• **Problem**:
Render the data from the line with "task: segment the winding road" up to and including the final line as a Markdown table with the columns Row and Content, numbering each line and leaving out blank lines.

• **Data to use**:

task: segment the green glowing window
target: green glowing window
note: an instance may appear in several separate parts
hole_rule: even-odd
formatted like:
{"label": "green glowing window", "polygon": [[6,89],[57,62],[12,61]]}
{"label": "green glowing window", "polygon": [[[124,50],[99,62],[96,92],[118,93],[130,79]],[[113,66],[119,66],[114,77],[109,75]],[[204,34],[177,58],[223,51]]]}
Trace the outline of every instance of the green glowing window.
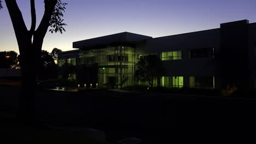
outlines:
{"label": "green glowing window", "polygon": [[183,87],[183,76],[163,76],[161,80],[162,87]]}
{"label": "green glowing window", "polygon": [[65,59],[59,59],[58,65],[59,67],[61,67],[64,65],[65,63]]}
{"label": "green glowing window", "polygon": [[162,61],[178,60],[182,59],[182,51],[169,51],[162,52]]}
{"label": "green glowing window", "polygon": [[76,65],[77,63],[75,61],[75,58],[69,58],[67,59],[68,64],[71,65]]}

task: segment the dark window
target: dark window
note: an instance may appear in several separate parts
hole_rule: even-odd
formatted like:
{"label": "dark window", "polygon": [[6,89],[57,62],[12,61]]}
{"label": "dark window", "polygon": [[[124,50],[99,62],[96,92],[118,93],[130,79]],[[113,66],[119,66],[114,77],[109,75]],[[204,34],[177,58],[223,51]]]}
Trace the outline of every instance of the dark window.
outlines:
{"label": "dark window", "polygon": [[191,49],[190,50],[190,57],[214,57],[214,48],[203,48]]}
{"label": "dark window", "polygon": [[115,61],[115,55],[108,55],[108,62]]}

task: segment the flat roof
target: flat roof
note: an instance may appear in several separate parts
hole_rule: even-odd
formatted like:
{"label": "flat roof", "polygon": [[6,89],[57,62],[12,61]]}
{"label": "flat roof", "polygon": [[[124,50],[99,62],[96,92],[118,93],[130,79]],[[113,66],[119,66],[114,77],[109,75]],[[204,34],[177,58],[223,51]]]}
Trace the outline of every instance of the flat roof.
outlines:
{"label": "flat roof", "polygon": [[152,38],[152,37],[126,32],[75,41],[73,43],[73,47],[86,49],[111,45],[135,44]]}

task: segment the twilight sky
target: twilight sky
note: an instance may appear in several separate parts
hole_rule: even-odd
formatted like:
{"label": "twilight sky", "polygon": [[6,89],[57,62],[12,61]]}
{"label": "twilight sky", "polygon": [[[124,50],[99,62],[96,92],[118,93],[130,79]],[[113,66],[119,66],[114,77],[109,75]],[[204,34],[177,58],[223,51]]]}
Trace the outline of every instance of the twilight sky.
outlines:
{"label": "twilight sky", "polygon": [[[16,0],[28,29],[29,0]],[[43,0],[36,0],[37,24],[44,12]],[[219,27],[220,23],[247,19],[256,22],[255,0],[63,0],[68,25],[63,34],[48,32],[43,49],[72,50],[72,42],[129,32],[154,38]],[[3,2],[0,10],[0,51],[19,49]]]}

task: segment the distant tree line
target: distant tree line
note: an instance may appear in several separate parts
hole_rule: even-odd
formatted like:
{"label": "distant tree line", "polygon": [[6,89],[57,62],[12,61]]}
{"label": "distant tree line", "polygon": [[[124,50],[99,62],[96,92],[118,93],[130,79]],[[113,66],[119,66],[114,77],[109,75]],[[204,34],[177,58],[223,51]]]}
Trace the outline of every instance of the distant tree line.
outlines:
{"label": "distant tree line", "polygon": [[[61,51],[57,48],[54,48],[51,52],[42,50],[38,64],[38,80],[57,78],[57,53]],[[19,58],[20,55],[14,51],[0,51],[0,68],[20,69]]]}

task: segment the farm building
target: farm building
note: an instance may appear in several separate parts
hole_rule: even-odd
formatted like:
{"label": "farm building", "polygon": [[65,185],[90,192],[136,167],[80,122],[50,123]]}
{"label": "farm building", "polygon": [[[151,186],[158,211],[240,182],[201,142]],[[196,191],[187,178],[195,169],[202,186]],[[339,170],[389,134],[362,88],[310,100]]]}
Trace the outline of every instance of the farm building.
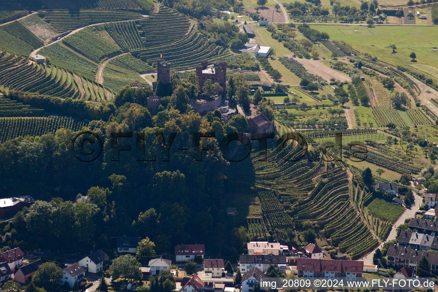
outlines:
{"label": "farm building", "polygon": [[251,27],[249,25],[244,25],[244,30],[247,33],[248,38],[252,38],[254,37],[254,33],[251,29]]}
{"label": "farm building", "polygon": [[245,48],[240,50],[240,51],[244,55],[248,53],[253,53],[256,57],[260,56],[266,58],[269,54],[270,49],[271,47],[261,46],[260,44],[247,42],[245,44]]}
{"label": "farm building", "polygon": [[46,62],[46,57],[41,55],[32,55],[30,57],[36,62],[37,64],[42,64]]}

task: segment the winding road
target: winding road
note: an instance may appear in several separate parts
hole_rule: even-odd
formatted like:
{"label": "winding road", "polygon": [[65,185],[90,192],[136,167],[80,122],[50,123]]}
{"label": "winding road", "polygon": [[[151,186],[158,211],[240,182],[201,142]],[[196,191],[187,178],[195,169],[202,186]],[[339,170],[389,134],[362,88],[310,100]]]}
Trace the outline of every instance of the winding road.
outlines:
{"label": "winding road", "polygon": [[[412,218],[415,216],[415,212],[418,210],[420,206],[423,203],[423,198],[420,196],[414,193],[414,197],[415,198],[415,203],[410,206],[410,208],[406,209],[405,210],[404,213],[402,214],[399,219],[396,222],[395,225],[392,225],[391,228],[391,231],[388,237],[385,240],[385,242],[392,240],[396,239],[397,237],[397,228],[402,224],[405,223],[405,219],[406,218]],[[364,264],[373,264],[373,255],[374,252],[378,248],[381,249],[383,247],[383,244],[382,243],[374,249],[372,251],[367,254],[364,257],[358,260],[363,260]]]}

• **Solution to the exercise**:
| Row | Content |
|---|---|
| 1 | task: segment the winding road |
| 2 | target: winding road |
| 3 | note: an instance may appear in several separate parts |
| 4 | hole_rule: even-odd |
| 5 | formatted like: |
| 6 | {"label": "winding road", "polygon": [[65,185],[90,192],[136,167],[80,122],[50,123]]} |
| 7 | {"label": "winding road", "polygon": [[[151,186],[158,211],[240,182],[201,142]],[[196,191],[187,178],[195,169],[202,186]],[[339,170],[389,134],[362,88],[310,100]]]} |
| 8 | Trace the outline of every instance of the winding road. |
| 9 | outlines: |
| 10 | {"label": "winding road", "polygon": [[[412,218],[415,216],[415,212],[418,210],[420,206],[423,203],[423,198],[420,196],[414,193],[414,197],[415,198],[415,203],[410,206],[410,208],[406,209],[405,210],[404,213],[402,214],[399,219],[396,222],[395,225],[392,225],[391,228],[391,231],[388,237],[385,240],[385,242],[392,240],[396,239],[397,237],[397,228],[402,224],[405,223],[405,219],[406,218]],[[364,264],[373,264],[373,255],[374,252],[378,248],[381,249],[383,247],[383,244],[382,243],[374,249],[372,251],[367,254],[364,257],[358,260],[363,260]]]} |